• Directions: Would you write out the whole listing below exactly as given?
+++ Input data
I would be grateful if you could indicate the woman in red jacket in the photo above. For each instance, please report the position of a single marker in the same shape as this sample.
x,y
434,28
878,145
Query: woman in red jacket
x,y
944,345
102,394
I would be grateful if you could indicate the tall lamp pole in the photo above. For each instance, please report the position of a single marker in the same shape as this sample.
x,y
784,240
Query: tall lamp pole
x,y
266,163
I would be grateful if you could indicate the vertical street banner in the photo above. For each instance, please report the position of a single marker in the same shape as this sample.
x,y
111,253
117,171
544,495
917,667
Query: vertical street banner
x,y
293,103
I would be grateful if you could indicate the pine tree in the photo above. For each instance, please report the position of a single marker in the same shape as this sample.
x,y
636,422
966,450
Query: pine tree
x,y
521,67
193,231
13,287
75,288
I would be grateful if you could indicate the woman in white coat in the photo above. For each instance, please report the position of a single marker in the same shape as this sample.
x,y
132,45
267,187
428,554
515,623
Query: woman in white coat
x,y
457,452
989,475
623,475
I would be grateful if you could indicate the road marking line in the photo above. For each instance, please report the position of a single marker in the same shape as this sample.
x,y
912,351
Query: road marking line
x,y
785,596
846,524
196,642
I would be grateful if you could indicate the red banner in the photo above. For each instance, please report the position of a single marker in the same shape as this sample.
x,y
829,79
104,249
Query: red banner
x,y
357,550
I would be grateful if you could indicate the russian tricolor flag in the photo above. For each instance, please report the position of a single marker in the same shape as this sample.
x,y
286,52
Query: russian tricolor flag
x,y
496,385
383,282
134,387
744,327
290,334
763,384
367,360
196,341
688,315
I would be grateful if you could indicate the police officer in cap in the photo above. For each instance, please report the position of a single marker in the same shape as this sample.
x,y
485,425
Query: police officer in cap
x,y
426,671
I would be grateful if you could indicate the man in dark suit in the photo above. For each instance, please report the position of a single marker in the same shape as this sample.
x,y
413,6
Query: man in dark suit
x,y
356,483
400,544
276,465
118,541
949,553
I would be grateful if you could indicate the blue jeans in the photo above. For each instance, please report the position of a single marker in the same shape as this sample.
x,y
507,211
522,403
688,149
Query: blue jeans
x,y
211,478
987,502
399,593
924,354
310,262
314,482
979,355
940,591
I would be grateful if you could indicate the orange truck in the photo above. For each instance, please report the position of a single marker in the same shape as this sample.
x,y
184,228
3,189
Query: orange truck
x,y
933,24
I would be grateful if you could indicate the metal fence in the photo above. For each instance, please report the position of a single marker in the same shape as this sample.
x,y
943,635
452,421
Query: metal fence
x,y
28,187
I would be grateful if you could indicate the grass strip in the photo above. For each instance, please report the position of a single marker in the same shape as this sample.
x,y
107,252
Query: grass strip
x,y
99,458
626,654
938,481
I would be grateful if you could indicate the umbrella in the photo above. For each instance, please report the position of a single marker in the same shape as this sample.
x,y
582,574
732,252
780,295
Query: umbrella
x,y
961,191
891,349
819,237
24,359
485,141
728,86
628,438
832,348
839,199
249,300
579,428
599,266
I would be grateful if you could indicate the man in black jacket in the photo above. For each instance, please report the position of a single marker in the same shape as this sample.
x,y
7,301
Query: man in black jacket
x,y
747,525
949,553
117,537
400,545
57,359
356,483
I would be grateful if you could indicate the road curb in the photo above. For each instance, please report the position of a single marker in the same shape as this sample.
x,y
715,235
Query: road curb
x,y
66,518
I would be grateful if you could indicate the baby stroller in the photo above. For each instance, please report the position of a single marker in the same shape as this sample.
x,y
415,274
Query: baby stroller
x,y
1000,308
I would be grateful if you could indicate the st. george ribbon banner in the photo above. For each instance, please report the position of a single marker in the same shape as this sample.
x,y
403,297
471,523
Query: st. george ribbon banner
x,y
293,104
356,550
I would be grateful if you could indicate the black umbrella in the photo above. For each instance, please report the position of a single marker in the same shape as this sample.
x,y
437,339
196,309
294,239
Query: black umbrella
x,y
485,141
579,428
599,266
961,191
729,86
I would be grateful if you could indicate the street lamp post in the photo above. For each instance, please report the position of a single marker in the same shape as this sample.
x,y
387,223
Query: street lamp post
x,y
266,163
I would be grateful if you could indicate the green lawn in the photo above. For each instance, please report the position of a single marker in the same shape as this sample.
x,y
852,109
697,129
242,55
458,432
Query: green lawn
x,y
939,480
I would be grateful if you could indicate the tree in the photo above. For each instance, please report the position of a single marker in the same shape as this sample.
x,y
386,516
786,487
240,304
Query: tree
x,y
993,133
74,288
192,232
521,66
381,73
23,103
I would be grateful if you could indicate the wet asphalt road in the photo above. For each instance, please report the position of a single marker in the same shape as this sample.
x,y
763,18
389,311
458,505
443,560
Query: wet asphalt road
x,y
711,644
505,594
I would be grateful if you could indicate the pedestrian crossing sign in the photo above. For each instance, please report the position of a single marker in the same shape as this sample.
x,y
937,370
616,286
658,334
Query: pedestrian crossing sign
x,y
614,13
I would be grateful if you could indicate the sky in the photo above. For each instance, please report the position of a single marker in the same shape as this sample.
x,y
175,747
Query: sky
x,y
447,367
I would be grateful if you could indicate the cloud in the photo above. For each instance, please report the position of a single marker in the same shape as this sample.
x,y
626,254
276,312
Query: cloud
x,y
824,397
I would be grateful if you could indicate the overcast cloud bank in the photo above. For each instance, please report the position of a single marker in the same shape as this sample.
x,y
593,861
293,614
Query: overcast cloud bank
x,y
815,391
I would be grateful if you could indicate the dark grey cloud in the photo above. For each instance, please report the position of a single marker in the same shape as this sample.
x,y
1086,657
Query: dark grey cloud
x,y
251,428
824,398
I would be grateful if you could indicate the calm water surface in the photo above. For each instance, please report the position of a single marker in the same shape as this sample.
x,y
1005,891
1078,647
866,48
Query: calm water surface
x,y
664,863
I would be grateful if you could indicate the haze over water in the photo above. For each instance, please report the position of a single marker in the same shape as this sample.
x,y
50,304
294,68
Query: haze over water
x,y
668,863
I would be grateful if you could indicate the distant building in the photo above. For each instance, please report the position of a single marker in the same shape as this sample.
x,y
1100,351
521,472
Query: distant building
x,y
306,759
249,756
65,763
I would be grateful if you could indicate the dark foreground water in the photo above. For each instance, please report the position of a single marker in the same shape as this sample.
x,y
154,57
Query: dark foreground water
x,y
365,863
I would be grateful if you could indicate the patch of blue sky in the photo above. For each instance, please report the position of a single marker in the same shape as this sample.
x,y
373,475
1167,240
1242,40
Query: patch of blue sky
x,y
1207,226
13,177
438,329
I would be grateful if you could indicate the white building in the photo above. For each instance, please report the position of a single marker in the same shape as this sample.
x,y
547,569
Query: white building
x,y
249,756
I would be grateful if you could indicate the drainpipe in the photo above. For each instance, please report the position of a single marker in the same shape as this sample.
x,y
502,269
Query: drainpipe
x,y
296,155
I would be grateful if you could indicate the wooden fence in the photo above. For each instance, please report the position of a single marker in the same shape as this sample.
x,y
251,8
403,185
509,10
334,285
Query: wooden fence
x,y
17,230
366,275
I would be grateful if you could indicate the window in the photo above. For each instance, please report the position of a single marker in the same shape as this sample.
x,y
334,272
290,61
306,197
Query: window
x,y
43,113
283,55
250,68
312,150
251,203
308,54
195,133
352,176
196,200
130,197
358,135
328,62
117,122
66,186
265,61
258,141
++++++
• Solution for this exercise:
I would be grateful if you could indicate the woman in red jacket in the photo above. For each instance, please report the position of a single marker in the same shape as this sample.
x,y
434,28
878,145
Query: woman in red jacket
x,y
944,345
102,394
I would be grateful if you could indicate the tall lamp pole in the photo above. For each instance, please report the position of a single marker in the same shape as this sample.
x,y
784,240
Query: tall lamp pole
x,y
266,163
I would be grateful if you could indicate the vertical street banner in the photo above. For each instance, please report the position of a single marker in the same shape as this sample.
x,y
111,253
117,171
544,495
917,667
Query: vertical street banner
x,y
293,103
I would be grateful if you could indicate the pine tree in the photo above. For each instance, please report the position of a single marker in the same shape as this sample.
x,y
636,422
966,450
Query: pine tree
x,y
521,67
193,231
13,287
75,288
I would be grateful if you could indicate the woman in white coat in the photo above. For each instance, please report the position of a single marker in the same shape as this sample.
x,y
132,45
267,187
428,554
515,623
Query: woman in white coat
x,y
457,452
989,475
623,475
I would be grateful if you could indicate the road marking line in the photo above. For each instance, please report the position of a single marker in the same shape as this sample.
x,y
912,351
Query: road marking line
x,y
785,596
846,524
196,642
I would be grateful if you could indicate the red banner in the photo above. For each instance, please report the position of a single marker in the same shape as this sample.
x,y
829,79
104,249
Query: red banner
x,y
357,550
I would be grateful if you could indicate the russian tricolor flag in the photo above. For each instance, please report the position of a single marker in the same shape as this sample.
x,y
286,52
Query: russian tricolor flag
x,y
496,385
383,282
134,387
744,327
290,334
763,384
367,360
196,341
688,315
I would be grateful if you could indicate the police officer in cap in the photo above. For each instance, please report the position of a single marker in the same shape as this sample.
x,y
485,425
Query: police officer in cap
x,y
426,671
I would be grateful if you could indicate the man in dark suit in the photo above. For each instance, please report the position of a single marker in the same shape as this sample.
x,y
413,6
Query: man in dark suit
x,y
356,483
400,544
276,465
118,541
949,553
I would be grateful if you could indicate the blue jeans in the photo above. For each instance, please report the position of a single marker in the same shape as this sample.
x,y
507,211
522,403
688,149
Query: blue jeans
x,y
211,478
987,502
399,593
924,354
310,262
314,482
979,355
940,591
I would be grateful if you could indicate the orange truck in the photo above. For each instance, please report the position of a single marker in the same shape as this sample.
x,y
184,228
3,189
Query: orange truck
x,y
933,24
I would be grateful if you could indicate the metal fence in the photo above. For each instance, please report the position of a single marker in the same shape as this sample.
x,y
943,635
452,421
Query: metal fence
x,y
28,187
I would be grateful if you could indicate the grass strip in the photo above. For each instance, please report the position of a single marker in the same shape as this sample.
x,y
107,252
Query: grass strip
x,y
99,458
626,654
938,481
I would be grateful if you could indicate the umbrella in the photo above. For each instance, please report the position of a single marker in the same shape as this sample.
x,y
582,574
732,252
780,295
Query: umbrella
x,y
961,191
891,349
819,237
24,359
485,141
728,86
628,438
832,348
839,199
249,300
579,428
599,266
I would be grateful if you could indicate the man in black jacket in the photo above. For each instance, please report the position of a single marker in the same shape as this sample.
x,y
7,301
Query: man in black jacket
x,y
747,525
949,553
117,537
400,545
57,359
356,483
I would be grateful if you could indicate the road curb in the photo above. For each instance, please report the position of a single marker in the same shape as this sample.
x,y
715,235
Query: road curb
x,y
66,518
I would be grateful if you could indicate the baby stroller in the photo above. For each instance, please report the position of a single marker in the same shape as this sample.
x,y
415,274
Query: baby stroller
x,y
1000,308
I would be grateful if you could indicate the st. george ribbon banner in the photo above. For each instance, please report the position of a single marker in the same shape as this sample.
x,y
403,297
471,523
Query: st. george ribbon banner
x,y
293,104
356,550
I would be grateful if you could indicate the black umbrella in the photo above. For each instance, please report the position of a single marker in the same shape as this sample.
x,y
437,339
196,309
294,239
Query: black umbrella
x,y
485,141
579,428
599,266
961,191
729,86
I would be grateful if you could indicate the street lamp post in the photo above. For each instance, please report the position of a single marker in the same shape as this sample.
x,y
387,223
Query: street lamp post
x,y
266,163
I would be grateful if you could indicate the green lawn in the photo above. For each instance, please report the position of a single marker in the same shape as this sample.
x,y
852,109
697,129
242,55
458,432
Query: green lawn
x,y
939,480
I would be grateful if you could indicate the tree in the photo above. For each instance, please report the position of a single marker in the same shape as this sample.
x,y
386,516
786,487
240,304
Query: tree
x,y
993,133
74,288
192,232
521,66
381,73
23,103
I would be grateful if you could indicate the wet asphalt road in the photo above. For each instance, please report the position of a single marker in the same shape as this sample.
x,y
763,18
389,311
458,505
443,560
Query: wet asphalt road
x,y
711,644
505,594
I would be grateful if you could indicate the pedestrian crossing sign in the photo above. For each instance, please report the position of a single marker in the same shape as this sample.
x,y
937,370
616,286
658,334
Query: pedestrian crossing sign
x,y
614,13
I would be grateful if you could indicate the sky in the photo above. For each instance, please report the position of a single marker in the same shape as this sample.
x,y
175,747
Query: sky
x,y
447,367
I would be grateful if you could indicate the cloud in the photo above. For each instance, please report the position of a single marker in the same shape as this sample.
x,y
626,254
276,312
Query: cloud
x,y
824,397
I would be grateful if you could indicate the overcast cloud bank in the photo above. For each instance, please report the position of a single marker in the same shape as this sample.
x,y
593,861
293,614
Query: overcast cloud bank
x,y
815,391
I would be grateful if you could indicate the dark grey cloud in the photo above. For each instance, please report the position of a single marker in the same shape as this sample.
x,y
1086,657
Query: dark grey cloud
x,y
251,428
824,398
I would be grateful if you could indicate the calm water surface in the photo above. For each instance, please report the position of a single marker in the same shape as this sample.
x,y
1005,891
1078,647
866,48
Query: calm water surface
x,y
664,863
I would be grateful if you could indicate the haze over water in the photo above. For each instance, please report the position of a single marker in the same shape as this sample.
x,y
50,304
294,68
Query: haze over water
x,y
668,863
I would be grateful if you could indicate the distant building in the photo above. For each instance, please report the position of a single marker in the same shape as this sample.
x,y
1100,351
521,472
Query: distant building
x,y
306,759
249,756
65,763
I would be grateful if you could indicate the dark foreground water in the photo above. For each instance, please report the position of a single marker in the same shape as this sample.
x,y
154,57
Query: dark foreground water
x,y
365,863
I would be grateful if you could indicate the patch of blue sky in the photo above. For each instance, please report the position of a single marker in the same shape as this sample.
x,y
373,475
1167,240
1242,40
Query: patch of blue sky
x,y
1207,226
13,177
438,329
I would be grateful if you could indicate the white building in the photo above. For each instance, please report the position of a single marker in the same shape as this sample.
x,y
547,569
Query: white building
x,y
249,756
I would be grateful if you could indicate the drainpipe in the photo above. For each instance, please report the position of a single marker in the same shape as this sample.
x,y
502,269
Query: drainpipe
x,y
296,155
I would be grateful if you could indicate the wooden fence in the photo above. For each instance, please report the position of a single marker in the same shape as this sample.
x,y
251,8
403,185
509,10
334,285
Query: wooden fence
x,y
17,230
366,275
I would be grateful if you could indicate the window in the photo above. For each instance, please report the position of a single marker in the same shape as this sample.
x,y
334,272
290,61
306,197
Query: window
x,y
43,113
283,55
250,68
312,150
251,203
308,54
195,133
352,176
196,200
130,197
358,135
328,62
117,122
66,186
265,61
258,141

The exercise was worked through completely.